What needs to be done:
Each record that follows must be given again without alteration.

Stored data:
((

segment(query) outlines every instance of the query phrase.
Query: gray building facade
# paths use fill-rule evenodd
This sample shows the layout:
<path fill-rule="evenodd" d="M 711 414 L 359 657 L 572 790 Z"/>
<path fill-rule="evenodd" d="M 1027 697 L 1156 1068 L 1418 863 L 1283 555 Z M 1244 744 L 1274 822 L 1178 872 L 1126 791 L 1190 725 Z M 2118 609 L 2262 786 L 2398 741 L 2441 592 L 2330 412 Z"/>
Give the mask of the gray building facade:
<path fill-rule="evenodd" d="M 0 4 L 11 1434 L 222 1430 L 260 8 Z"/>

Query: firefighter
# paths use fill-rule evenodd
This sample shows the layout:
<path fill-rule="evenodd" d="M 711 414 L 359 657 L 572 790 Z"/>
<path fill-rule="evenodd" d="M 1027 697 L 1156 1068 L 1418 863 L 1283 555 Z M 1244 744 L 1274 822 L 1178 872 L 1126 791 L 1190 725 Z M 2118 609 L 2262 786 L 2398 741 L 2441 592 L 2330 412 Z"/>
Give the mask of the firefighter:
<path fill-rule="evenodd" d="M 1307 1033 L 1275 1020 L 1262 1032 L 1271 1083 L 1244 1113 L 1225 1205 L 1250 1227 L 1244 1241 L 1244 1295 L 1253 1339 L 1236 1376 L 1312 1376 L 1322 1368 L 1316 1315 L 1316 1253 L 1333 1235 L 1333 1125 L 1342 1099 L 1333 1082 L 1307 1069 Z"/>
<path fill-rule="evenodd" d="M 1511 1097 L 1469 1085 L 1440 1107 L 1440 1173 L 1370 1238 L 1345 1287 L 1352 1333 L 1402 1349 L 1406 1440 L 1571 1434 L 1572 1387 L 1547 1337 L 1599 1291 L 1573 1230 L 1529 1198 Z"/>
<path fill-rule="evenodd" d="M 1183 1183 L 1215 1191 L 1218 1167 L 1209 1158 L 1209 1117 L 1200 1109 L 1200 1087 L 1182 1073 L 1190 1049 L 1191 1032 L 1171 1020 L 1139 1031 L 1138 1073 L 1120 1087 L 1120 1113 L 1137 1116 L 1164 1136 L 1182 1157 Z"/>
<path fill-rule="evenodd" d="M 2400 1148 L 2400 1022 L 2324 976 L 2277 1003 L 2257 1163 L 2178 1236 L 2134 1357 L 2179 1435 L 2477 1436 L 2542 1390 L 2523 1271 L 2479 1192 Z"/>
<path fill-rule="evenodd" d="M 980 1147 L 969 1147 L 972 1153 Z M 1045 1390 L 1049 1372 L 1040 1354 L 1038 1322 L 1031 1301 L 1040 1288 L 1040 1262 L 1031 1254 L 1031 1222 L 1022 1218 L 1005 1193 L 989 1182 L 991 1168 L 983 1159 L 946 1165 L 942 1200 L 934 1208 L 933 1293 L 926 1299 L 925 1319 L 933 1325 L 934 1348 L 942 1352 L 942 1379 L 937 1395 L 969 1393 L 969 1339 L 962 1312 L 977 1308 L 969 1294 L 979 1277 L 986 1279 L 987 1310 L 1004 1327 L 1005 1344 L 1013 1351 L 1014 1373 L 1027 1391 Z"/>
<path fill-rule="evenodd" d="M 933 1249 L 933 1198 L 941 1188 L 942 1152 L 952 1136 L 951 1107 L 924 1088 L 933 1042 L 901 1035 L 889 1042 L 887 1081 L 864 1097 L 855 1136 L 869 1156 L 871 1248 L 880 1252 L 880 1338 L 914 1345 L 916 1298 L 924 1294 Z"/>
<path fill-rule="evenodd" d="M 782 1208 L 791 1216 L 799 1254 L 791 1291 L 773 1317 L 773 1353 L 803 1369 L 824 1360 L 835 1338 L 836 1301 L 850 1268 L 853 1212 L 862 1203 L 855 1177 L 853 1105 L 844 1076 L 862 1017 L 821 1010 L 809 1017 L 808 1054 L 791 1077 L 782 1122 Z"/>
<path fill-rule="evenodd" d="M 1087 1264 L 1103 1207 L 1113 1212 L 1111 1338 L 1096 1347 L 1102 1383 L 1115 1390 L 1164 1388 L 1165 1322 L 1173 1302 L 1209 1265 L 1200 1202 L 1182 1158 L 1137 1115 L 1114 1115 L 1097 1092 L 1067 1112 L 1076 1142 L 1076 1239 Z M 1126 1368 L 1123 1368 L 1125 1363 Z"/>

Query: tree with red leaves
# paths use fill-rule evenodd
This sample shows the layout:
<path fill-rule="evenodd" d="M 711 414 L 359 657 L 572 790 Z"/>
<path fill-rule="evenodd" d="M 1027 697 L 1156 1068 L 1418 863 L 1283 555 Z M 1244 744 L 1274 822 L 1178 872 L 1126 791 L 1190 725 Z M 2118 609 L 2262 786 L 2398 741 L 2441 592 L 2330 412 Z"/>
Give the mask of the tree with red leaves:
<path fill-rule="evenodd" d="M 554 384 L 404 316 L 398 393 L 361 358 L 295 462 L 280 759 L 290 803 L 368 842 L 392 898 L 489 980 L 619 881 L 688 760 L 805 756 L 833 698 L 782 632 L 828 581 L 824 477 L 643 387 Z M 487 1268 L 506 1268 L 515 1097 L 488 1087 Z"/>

))

Expected output:
segment(query) outlines every instance of the query phrase.
Query: gray building facade
# paths use fill-rule evenodd
This sample shows the layout:
<path fill-rule="evenodd" d="M 711 414 L 359 657 L 572 790 Z"/>
<path fill-rule="evenodd" d="M 1027 697 L 1156 1068 L 1418 863 L 1283 555 Z M 1244 744 L 1274 822 L 1178 872 L 1126 791 L 1190 725 Z M 2118 609 L 2262 786 L 2398 741 L 2441 592 L 2330 412 Z"/>
Give the mask of the gray building facade:
<path fill-rule="evenodd" d="M 0 4 L 11 1434 L 222 1430 L 260 8 Z"/>

Query: firefighter
# paths use fill-rule evenodd
This sample shows the layout:
<path fill-rule="evenodd" d="M 711 414 L 359 657 L 572 790 Z"/>
<path fill-rule="evenodd" d="M 1027 697 L 1156 1068 L 1418 863 L 1283 555 Z M 1244 744 L 1274 822 L 1178 872 L 1126 791 L 1190 725 Z M 2118 609 L 2262 786 L 2398 741 L 2441 592 L 2330 412 Z"/>
Give the mask of the firefighter:
<path fill-rule="evenodd" d="M 1307 1033 L 1275 1020 L 1262 1032 L 1271 1083 L 1244 1113 L 1225 1205 L 1250 1227 L 1244 1241 L 1244 1295 L 1253 1339 L 1236 1376 L 1312 1376 L 1322 1368 L 1316 1315 L 1316 1253 L 1333 1235 L 1333 1125 L 1342 1099 L 1333 1082 L 1307 1069 Z"/>
<path fill-rule="evenodd" d="M 1511 1097 L 1469 1085 L 1440 1107 L 1440 1173 L 1370 1238 L 1345 1287 L 1352 1333 L 1402 1349 L 1406 1440 L 1571 1434 L 1572 1387 L 1547 1337 L 1599 1291 L 1573 1230 L 1529 1198 Z"/>
<path fill-rule="evenodd" d="M 1183 1183 L 1215 1191 L 1218 1167 L 1209 1158 L 1209 1117 L 1200 1109 L 1200 1087 L 1182 1073 L 1190 1049 L 1191 1032 L 1171 1020 L 1139 1031 L 1138 1073 L 1120 1087 L 1120 1113 L 1137 1116 L 1164 1136 L 1182 1157 Z"/>
<path fill-rule="evenodd" d="M 2400 1148 L 2400 1022 L 2324 976 L 2277 1003 L 2257 1163 L 2178 1236 L 2134 1357 L 2179 1435 L 2477 1436 L 2542 1390 L 2523 1271 L 2479 1192 Z"/>
<path fill-rule="evenodd" d="M 980 1147 L 969 1147 L 972 1153 Z M 1045 1390 L 1049 1372 L 1040 1354 L 1038 1322 L 1031 1301 L 1040 1288 L 1040 1262 L 1031 1254 L 1031 1222 L 1022 1218 L 1005 1193 L 989 1182 L 991 1168 L 983 1159 L 946 1165 L 942 1200 L 934 1208 L 933 1293 L 926 1299 L 925 1319 L 933 1325 L 934 1348 L 942 1352 L 942 1379 L 937 1395 L 969 1393 L 969 1339 L 962 1312 L 977 1308 L 969 1294 L 979 1277 L 986 1279 L 987 1310 L 1004 1327 L 1005 1344 L 1013 1351 L 1014 1373 L 1027 1391 Z"/>
<path fill-rule="evenodd" d="M 933 1249 L 933 1198 L 941 1188 L 942 1152 L 952 1136 L 951 1107 L 924 1088 L 933 1042 L 901 1035 L 889 1042 L 887 1081 L 864 1097 L 855 1136 L 869 1156 L 871 1248 L 880 1252 L 880 1338 L 914 1345 L 916 1298 L 924 1294 Z"/>
<path fill-rule="evenodd" d="M 782 1208 L 791 1216 L 799 1254 L 791 1291 L 773 1317 L 773 1353 L 803 1369 L 824 1360 L 835 1338 L 836 1301 L 850 1268 L 853 1212 L 862 1203 L 855 1177 L 853 1105 L 844 1076 L 862 1017 L 821 1010 L 809 1017 L 808 1054 L 791 1077 L 782 1122 Z"/>
<path fill-rule="evenodd" d="M 1087 1264 L 1103 1207 L 1113 1212 L 1111 1338 L 1096 1347 L 1102 1383 L 1115 1390 L 1164 1388 L 1165 1322 L 1173 1302 L 1209 1265 L 1200 1202 L 1182 1158 L 1137 1115 L 1114 1115 L 1097 1092 L 1067 1112 L 1076 1142 L 1076 1239 Z M 1126 1368 L 1123 1368 L 1125 1363 Z"/>

Query: tree with red leaves
# paths use fill-rule evenodd
This sample shows the layout:
<path fill-rule="evenodd" d="M 711 414 L 359 657 L 572 790 Z"/>
<path fill-rule="evenodd" d="M 1027 697 L 1156 1068 L 1418 863 L 1283 555 Z M 1244 744 L 1274 822 L 1178 872 L 1126 791 L 1190 725 Z M 2118 609 L 2262 786 L 2398 741 L 2441 592 L 2330 412 Z"/>
Give the mask of the tree with red leaves:
<path fill-rule="evenodd" d="M 554 384 L 404 316 L 398 393 L 361 358 L 295 462 L 280 759 L 290 803 L 368 842 L 392 898 L 489 980 L 619 881 L 688 760 L 805 756 L 833 698 L 782 632 L 828 581 L 824 477 L 643 387 Z M 487 1268 L 506 1268 L 515 1097 L 488 1087 Z"/>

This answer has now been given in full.